> **PASSAGE SHOWN**
#1: DNA Edited in Human Embryos

An international team of scientists has successfully used a new gene-editing technique to alter the DNA of several human embryos, correcting a defect that causes heart failure in young people. The accomplishment, the first using viable human embryos, could lead to the ability to eliminate genetic diseases in utero. Critics, however, oppose the creation of “genetically modified children,” leading to ethical debates and an uncertain future for the research.

#2: Invention Pulls Water Out of Thin Air

Above: This proof-of-concept device, built at MIT, demonstrates a new system for extracting drinking water from the air. The sequence of images at right shows how droplets of water accumulate over time as the inside temperature increases while exposed to the sun.

> **RECORDS SUPPLIED**
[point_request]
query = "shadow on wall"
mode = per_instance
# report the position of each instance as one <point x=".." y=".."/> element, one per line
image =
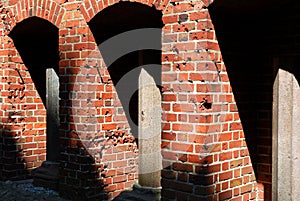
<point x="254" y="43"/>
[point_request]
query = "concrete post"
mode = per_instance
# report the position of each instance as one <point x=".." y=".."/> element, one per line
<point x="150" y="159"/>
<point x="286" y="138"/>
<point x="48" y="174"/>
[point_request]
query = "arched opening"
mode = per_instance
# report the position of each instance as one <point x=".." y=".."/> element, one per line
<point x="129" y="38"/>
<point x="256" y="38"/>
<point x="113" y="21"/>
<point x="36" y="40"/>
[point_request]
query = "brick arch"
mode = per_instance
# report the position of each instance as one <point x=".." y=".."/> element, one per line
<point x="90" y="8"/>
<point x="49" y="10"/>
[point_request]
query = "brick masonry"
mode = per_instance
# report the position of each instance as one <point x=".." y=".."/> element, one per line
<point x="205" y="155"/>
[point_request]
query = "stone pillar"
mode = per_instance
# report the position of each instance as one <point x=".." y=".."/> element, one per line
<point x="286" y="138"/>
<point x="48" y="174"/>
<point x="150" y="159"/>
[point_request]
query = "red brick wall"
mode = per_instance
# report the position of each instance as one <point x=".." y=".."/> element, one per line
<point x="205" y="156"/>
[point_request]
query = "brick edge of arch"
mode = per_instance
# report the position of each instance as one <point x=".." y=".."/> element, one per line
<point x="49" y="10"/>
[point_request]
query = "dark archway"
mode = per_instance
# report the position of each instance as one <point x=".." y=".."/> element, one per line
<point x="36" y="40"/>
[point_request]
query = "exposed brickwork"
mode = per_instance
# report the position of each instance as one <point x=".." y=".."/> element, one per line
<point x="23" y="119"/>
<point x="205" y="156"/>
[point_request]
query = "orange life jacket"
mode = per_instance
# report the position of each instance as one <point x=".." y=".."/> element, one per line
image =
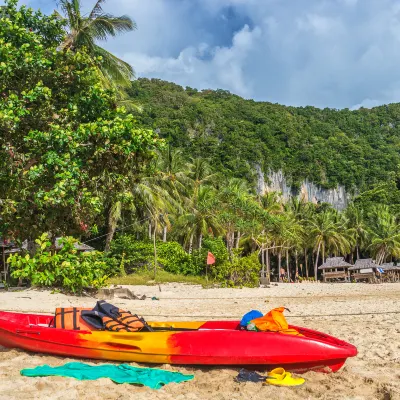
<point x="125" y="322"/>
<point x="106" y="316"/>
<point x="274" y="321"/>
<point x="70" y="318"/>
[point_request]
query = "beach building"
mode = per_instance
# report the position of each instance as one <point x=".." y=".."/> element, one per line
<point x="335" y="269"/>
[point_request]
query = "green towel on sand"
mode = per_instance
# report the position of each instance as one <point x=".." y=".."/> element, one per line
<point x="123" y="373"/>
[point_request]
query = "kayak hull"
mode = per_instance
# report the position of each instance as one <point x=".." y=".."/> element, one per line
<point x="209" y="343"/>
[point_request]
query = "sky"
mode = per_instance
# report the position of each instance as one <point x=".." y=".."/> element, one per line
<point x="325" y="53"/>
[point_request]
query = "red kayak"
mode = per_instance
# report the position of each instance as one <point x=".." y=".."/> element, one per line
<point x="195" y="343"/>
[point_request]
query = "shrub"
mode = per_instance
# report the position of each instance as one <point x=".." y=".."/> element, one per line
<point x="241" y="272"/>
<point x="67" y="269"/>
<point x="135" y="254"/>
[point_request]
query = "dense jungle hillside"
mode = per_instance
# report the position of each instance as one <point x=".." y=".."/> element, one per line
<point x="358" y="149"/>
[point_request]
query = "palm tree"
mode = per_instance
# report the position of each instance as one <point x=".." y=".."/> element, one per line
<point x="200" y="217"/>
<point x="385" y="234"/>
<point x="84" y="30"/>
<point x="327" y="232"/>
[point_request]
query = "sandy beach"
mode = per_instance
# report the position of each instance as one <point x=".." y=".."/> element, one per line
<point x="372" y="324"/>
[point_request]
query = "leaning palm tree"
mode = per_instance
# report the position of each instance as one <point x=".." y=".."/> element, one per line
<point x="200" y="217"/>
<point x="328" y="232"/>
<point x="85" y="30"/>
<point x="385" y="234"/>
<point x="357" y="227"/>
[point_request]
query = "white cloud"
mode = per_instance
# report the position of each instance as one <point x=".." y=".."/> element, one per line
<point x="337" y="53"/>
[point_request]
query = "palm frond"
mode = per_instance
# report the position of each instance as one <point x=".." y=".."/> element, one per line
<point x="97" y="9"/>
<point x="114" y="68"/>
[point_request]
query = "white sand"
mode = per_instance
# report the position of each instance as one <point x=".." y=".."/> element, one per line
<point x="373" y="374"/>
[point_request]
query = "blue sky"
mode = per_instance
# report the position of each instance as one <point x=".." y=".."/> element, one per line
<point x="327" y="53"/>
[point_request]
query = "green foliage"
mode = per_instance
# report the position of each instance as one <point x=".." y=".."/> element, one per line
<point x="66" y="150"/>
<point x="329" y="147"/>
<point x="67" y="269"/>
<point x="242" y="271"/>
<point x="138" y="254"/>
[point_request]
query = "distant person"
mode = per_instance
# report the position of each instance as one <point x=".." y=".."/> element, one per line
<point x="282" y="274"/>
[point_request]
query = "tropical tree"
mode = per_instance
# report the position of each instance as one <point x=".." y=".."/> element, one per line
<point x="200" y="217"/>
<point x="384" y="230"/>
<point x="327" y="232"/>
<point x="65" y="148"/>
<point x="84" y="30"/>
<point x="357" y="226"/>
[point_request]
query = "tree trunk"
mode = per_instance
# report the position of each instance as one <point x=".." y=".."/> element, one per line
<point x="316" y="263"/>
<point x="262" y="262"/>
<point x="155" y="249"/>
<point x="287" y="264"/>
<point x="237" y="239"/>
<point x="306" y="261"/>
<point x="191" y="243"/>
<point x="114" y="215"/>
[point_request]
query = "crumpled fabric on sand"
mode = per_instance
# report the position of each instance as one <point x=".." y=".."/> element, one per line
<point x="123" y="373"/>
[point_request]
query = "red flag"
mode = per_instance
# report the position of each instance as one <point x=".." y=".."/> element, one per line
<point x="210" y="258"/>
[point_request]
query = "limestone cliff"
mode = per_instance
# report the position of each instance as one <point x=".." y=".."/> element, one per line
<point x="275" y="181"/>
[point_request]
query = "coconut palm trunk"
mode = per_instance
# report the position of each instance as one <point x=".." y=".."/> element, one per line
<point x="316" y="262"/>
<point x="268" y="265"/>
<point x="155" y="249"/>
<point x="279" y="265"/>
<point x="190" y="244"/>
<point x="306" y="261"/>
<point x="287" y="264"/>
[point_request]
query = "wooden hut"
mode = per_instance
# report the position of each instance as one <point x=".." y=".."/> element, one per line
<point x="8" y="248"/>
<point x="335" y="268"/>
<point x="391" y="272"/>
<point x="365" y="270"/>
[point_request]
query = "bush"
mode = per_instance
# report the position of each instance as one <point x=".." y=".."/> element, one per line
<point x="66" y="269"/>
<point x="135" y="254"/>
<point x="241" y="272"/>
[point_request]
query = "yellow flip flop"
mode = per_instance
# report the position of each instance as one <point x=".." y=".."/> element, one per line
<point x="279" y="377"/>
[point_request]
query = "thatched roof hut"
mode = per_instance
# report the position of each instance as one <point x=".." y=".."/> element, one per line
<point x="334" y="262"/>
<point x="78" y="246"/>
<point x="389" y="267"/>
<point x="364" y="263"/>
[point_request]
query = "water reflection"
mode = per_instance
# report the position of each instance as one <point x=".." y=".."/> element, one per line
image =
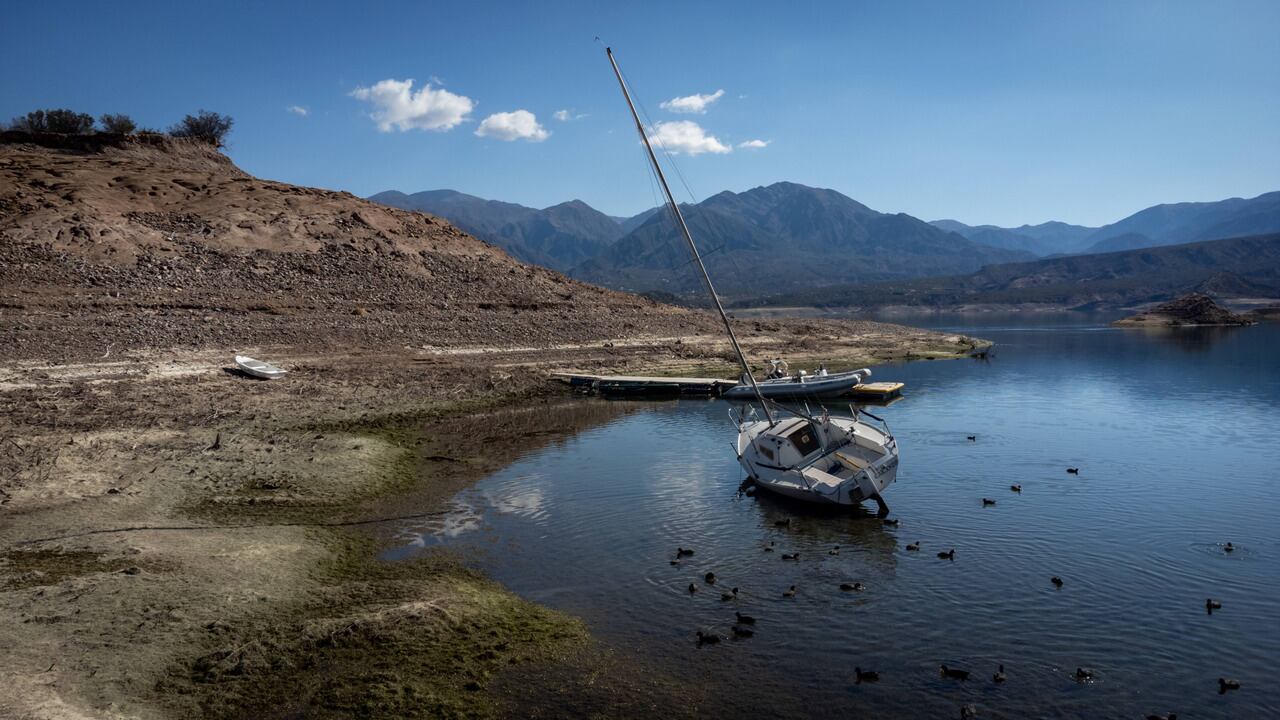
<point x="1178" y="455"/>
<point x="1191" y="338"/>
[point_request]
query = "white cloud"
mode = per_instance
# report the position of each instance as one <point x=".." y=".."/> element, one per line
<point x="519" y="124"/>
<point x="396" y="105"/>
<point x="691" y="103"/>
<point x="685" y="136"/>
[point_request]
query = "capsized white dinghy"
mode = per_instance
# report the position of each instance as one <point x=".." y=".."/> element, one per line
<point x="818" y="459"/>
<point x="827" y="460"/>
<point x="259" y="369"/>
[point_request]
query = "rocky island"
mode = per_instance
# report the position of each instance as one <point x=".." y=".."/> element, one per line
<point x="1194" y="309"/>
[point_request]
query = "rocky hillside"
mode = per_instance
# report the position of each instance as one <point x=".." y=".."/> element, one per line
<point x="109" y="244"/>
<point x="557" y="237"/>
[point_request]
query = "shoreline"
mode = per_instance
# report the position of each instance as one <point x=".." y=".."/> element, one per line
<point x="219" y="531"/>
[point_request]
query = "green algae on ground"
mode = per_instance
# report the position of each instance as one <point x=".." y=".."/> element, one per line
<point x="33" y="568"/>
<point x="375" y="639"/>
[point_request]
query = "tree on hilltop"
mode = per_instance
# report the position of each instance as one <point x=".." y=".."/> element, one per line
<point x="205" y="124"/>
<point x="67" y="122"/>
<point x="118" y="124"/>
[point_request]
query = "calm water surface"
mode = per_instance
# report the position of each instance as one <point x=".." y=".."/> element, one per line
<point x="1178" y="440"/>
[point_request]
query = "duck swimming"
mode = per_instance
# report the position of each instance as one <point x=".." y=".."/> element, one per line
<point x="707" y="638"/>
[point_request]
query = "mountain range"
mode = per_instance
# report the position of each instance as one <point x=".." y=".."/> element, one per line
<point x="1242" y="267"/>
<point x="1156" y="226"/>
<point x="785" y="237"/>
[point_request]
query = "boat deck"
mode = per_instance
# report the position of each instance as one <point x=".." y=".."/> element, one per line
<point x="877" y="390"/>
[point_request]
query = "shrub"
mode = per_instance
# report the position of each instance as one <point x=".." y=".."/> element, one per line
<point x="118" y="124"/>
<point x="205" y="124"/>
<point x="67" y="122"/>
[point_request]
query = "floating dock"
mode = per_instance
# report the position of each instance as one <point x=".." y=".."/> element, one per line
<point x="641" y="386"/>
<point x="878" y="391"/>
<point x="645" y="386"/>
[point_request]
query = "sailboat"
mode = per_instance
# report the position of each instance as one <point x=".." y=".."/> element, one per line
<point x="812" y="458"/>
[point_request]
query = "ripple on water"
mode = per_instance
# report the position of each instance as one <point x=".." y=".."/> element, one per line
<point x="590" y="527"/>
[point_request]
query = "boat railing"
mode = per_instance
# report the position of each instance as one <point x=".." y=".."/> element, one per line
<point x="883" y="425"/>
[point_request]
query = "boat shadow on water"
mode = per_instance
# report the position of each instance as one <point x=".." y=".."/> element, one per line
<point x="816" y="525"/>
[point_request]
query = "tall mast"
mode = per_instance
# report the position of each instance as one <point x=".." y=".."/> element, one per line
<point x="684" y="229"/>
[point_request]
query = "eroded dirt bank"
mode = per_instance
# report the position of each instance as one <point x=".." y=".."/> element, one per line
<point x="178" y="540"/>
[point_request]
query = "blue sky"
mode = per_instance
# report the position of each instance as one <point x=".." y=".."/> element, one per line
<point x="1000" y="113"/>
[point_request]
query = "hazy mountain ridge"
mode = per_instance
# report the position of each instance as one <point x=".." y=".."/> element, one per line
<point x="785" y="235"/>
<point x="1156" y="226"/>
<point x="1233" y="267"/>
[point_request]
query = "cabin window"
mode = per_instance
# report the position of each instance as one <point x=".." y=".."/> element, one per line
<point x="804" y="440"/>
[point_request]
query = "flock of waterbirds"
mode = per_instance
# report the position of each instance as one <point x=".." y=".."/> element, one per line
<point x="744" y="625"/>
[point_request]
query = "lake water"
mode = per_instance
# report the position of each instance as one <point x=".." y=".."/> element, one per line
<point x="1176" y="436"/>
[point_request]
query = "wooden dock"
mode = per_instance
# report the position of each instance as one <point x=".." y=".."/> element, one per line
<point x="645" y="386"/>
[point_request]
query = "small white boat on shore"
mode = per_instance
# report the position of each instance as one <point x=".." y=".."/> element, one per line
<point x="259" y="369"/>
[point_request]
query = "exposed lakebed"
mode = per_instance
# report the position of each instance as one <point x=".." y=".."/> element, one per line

> **EXERCISE DESCRIPTION**
From the science news roundup, pull out the stretch from "Above: This proof-of-concept" through "to the sun." word for word. The material stands apart from the science news roundup.

> **SOLVED PROBLEM**
Above: This proof-of-concept device, built at MIT, demonstrates a new system for extracting drinking water from the air. The sequence of images at right shows how droplets of water accumulate over time as the inside temperature increases while exposed to the sun.